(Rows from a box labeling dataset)
....................

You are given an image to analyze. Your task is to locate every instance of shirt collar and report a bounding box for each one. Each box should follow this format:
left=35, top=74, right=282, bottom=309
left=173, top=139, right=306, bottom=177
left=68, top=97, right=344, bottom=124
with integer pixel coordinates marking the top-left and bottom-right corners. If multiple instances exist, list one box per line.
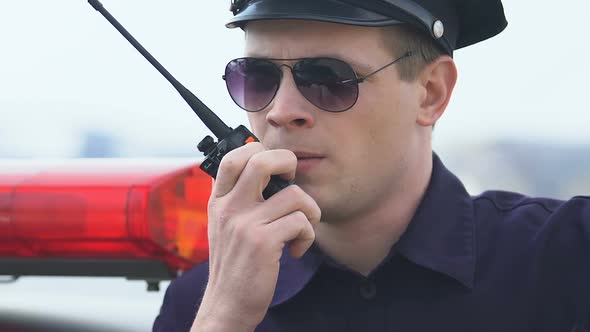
left=271, top=153, right=475, bottom=307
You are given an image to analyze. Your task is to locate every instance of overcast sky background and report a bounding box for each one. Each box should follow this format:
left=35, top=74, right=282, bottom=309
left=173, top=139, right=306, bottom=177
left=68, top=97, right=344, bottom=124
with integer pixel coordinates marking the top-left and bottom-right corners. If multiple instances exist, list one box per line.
left=0, top=0, right=590, bottom=158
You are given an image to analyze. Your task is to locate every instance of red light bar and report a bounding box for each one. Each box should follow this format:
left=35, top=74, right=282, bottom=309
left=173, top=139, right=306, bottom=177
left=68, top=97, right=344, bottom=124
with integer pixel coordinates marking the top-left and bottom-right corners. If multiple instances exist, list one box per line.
left=0, top=159, right=212, bottom=276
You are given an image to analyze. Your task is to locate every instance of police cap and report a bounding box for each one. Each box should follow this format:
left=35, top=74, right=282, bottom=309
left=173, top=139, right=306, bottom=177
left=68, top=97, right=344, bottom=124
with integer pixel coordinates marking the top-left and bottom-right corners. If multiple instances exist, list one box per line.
left=226, top=0, right=508, bottom=55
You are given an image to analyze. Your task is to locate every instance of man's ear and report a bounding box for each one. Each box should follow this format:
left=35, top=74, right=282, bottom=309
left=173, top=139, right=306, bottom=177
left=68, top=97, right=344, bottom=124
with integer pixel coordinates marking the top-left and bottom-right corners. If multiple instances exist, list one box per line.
left=416, top=55, right=457, bottom=127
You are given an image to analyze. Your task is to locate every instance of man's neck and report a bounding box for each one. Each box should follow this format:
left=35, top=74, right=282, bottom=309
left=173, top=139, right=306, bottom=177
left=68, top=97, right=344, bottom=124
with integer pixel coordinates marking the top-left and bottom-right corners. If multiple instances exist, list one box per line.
left=316, top=155, right=432, bottom=276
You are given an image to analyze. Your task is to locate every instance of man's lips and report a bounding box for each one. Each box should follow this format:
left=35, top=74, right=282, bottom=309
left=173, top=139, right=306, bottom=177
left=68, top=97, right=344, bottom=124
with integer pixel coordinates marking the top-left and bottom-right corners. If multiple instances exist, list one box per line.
left=294, top=151, right=325, bottom=174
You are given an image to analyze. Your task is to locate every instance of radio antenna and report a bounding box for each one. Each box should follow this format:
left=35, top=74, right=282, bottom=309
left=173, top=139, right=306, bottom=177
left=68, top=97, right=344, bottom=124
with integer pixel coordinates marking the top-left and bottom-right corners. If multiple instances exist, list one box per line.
left=88, top=0, right=232, bottom=140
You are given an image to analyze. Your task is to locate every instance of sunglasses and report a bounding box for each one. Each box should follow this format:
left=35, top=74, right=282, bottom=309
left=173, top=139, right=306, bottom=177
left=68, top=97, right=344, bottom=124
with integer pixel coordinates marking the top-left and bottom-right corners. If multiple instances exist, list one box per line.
left=222, top=52, right=412, bottom=112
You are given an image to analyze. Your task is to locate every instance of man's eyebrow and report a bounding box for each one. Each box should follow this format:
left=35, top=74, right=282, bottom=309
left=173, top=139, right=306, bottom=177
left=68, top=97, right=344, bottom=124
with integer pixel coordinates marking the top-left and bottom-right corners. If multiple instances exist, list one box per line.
left=244, top=53, right=374, bottom=75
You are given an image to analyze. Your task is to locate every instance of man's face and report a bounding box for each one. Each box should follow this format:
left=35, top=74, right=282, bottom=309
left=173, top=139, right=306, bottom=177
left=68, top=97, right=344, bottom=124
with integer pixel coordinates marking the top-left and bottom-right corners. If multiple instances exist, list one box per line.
left=245, top=20, right=424, bottom=222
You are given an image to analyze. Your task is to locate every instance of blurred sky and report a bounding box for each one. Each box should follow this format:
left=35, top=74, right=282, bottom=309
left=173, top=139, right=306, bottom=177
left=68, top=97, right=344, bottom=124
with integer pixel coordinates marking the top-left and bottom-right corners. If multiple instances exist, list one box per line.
left=0, top=0, right=590, bottom=158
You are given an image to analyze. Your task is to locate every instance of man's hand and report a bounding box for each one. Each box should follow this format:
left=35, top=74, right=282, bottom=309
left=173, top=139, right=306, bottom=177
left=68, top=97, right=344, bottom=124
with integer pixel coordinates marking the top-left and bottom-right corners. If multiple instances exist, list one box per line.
left=192, top=143, right=321, bottom=331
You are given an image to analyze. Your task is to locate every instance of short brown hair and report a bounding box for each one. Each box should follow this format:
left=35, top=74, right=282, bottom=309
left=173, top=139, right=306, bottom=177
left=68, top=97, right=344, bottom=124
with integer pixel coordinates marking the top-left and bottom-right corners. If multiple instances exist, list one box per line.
left=383, top=24, right=446, bottom=82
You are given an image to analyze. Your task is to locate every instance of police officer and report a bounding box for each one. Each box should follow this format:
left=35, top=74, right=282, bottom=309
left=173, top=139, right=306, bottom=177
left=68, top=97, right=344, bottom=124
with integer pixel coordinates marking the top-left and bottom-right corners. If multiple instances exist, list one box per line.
left=154, top=0, right=590, bottom=332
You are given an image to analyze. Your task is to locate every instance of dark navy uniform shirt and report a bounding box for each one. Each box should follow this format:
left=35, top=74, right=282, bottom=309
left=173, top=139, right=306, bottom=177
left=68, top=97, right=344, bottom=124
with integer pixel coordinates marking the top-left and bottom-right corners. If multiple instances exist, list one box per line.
left=154, top=155, right=590, bottom=332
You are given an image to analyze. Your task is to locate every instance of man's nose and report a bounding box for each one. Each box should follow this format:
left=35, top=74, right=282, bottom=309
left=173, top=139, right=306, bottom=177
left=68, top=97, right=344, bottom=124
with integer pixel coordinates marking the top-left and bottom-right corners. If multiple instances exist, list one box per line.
left=266, top=65, right=317, bottom=129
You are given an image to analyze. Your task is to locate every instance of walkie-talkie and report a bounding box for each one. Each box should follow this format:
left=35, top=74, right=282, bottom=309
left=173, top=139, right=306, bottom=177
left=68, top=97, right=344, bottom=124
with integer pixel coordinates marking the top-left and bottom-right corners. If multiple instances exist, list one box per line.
left=88, top=0, right=293, bottom=199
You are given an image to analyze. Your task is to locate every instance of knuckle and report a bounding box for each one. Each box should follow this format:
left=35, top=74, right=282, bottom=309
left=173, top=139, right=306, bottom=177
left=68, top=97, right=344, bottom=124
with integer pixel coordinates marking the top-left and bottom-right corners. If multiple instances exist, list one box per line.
left=219, top=154, right=240, bottom=174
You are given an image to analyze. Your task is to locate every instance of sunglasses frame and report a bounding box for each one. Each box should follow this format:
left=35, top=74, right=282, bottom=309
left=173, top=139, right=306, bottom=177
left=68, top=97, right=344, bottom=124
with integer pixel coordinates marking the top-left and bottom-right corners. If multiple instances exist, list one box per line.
left=221, top=51, right=414, bottom=113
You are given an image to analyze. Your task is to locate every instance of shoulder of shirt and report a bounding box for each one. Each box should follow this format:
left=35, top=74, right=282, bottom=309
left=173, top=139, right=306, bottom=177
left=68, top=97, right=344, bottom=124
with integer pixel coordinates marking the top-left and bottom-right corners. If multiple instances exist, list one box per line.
left=153, top=262, right=209, bottom=332
left=472, top=190, right=590, bottom=214
left=472, top=191, right=590, bottom=244
left=169, top=261, right=209, bottom=302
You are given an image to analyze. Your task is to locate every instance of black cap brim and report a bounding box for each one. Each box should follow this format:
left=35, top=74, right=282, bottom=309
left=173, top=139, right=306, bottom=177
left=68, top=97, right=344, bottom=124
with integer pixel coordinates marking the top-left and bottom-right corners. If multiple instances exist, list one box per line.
left=226, top=0, right=402, bottom=28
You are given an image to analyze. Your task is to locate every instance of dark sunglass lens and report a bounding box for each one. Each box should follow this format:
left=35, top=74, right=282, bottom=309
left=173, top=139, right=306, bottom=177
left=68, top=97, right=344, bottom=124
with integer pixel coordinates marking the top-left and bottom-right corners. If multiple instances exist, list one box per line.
left=294, top=58, right=358, bottom=112
left=225, top=58, right=281, bottom=112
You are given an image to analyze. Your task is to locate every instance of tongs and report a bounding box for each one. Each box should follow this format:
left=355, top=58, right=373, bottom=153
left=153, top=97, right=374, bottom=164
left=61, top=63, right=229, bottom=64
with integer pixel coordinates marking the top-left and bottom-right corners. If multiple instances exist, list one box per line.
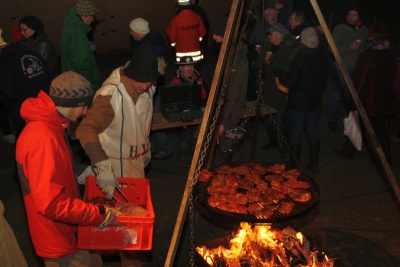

....................

### [Goal]
Collect every line in the rows above that contains the word "dark", and copy each one out in full.

### [Exercise result]
You are given an image to analyze. Your task is to locate every instance of dark navy uniform shirt and report a bounding box for each one. Each box should follow this format:
You are given an image to analyze. Your task is to locate every instance of dark sunglass lens and report a bounding box for each one. Each box should follow this format:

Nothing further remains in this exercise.